> [Task brief] Extract all of the entries and give them again, word for word.

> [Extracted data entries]
· · ·
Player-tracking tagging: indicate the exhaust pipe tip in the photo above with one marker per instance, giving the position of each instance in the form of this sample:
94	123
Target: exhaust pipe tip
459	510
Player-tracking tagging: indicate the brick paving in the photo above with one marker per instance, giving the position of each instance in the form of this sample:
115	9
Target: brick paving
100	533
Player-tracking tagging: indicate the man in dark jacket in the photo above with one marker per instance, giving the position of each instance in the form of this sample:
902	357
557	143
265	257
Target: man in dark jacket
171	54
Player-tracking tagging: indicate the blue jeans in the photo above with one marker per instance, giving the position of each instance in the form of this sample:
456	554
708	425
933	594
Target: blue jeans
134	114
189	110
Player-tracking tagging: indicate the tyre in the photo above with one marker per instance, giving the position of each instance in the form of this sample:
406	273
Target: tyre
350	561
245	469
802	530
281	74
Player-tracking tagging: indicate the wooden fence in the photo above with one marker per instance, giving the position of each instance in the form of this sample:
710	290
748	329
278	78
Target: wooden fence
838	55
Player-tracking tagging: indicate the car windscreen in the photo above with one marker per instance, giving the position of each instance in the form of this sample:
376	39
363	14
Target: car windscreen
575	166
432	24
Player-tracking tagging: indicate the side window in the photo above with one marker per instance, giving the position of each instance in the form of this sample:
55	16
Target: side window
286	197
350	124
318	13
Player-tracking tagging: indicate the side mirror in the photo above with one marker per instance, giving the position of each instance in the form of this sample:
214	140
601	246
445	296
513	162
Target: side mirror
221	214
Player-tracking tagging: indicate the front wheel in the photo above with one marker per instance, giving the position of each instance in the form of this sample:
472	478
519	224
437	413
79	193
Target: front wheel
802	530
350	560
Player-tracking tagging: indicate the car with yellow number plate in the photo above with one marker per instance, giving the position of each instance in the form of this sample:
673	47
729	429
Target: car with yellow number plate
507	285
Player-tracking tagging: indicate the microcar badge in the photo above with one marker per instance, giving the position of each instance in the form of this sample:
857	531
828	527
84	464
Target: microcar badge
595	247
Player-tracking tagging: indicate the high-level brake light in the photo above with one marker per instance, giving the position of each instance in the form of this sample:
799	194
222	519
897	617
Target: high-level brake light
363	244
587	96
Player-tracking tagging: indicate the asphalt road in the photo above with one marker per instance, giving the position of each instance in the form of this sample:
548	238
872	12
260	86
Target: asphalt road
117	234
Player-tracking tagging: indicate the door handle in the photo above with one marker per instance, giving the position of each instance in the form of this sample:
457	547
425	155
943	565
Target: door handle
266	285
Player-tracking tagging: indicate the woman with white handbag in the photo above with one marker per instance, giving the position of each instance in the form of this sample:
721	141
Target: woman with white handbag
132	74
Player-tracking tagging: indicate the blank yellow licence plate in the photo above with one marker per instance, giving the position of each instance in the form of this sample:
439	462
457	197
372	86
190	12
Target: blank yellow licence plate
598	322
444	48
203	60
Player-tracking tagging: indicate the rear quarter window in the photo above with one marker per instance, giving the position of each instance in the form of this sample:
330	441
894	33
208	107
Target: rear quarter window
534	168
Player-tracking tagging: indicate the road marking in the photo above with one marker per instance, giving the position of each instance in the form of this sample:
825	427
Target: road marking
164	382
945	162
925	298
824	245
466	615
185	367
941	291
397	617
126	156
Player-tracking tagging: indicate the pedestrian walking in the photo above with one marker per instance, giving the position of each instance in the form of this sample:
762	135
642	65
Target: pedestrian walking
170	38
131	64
· · ·
> [In response]
Player-tracking tagging: indicate the exhaust pipe tip in the photo above with one marker per instance, giving the position of each instance in the form of this sample:
94	123
Target: exhaust pipe tip
459	510
Player-tracking tagging: indicate the brick paving in the photo above with one marker per instance, giving the position of each instance in the form of this sample:
115	9
Target: brick paving
100	533
Player-tracking tagging: indicate the man in dark jacket in the photo above with one marker per instance, giving the position of each instance in the form of this sample:
902	357
557	143
265	257
Target: man in dark jacket
171	54
Player-tracking tagging: indicate the blue jeans in the photo above with one marker per instance, giving the position of each instance in the form of this sample:
456	554
708	425
933	594
Target: blue jeans
134	114
189	110
Player-tracking tagging: indicate the tyre in the photo above with one marker per instance, giving the position of each instance in the form of this sample:
406	273
Target: tyre
350	561
245	469
802	530
281	74
Player-tracking tagging: indicate the wooden fence in the photo above with one marker per instance, giving the position of each instance in the form of this sample:
710	290
748	329
278	78
Target: wooden fence
838	55
Player-tracking tagging: indicate the car windscreen in the photo above with one marker per instance, giving the position of each instance in the form of this sample:
376	39
363	14
Target: car windscreen
575	166
432	24
Player-tracking tagging: indicate the side window in the photo above with one marker per instance, giving the position of each instance in the form of this sample:
55	16
Target: side window
286	197
350	124
318	13
Player-tracking tagging: indicate the side mirror in the photo above with one marker per instance, giving the position of each instance in the form of this sample:
214	140
601	246
445	296
513	162
Target: side mirror
221	214
Player-tracking tagging: indicate the front wheel in the photo above with one marker per instance, giving the position of each instance in the form of this sample:
472	478
519	224
437	413
79	193
Target: front wheel
802	530
350	560
Player-tracking tagging: indicate the car with yellow number plate in the photo above with one marker per instance, giving the position of each instance in the form of this sample:
673	47
729	429
Target: car with yellow number plate
507	285
Player-tracking tagging: indicate the microcar badge in the photo above with one marker per instance, giving the position of each instance in the form of this sample:
857	531
828	527
84	464
Target: microcar badge
595	247
Player-tracking tagging: indicate the high-level brake light in the photo above with one marker per instance, giving the position of each instance in the form of this sample:
799	194
222	519
897	617
Target: high-level brake light
363	244
587	96
Player-tracking tagging: indicate the asphalt road in the photo above with one marker per instance, giving the position of each instance in the form of this sample:
548	238
872	12
260	86
Target: asphalt road
117	234
Player-tracking tagging: indicate the door handle in the photo above with one marker per instance, giving the position of each instance in the form of this sample:
457	547
425	155
943	565
Target: door handle
266	285
Player-tracking tagging: indicate the woman with white handbag in the photo above with one marker per instance, giving the position of each instance in the form of this sample:
721	141
Target: woman with white handbag
132	74
Player-tracking tagging: indicate the blank yellow licence plate in the photo above with one marker per instance, giving the position of each instance in the form of this sample:
439	462
457	197
372	86
190	12
Target: blank yellow licence plate
598	322
444	48
203	60
Player-tracking tagging: indicate the rear quarter window in the photo above with one marker per instance, giving the position of each instance in the form of this sample:
330	441
894	33
208	107
Target: rear quarter window
534	168
Player-tracking tagging: indicate the road marking in the photo above with one marker per instance, giving the position of each instance in the form of this sample:
825	427
Target: road marking
164	382
945	162
925	298
824	245
466	615
185	367
941	291
397	617
126	156
Player-tracking tagging: indicate the pedestrian walking in the photo above with one marker per instance, giving the position of each instance in the form of this sample:
762	135
642	65
Target: pedestrian walking
170	38
131	64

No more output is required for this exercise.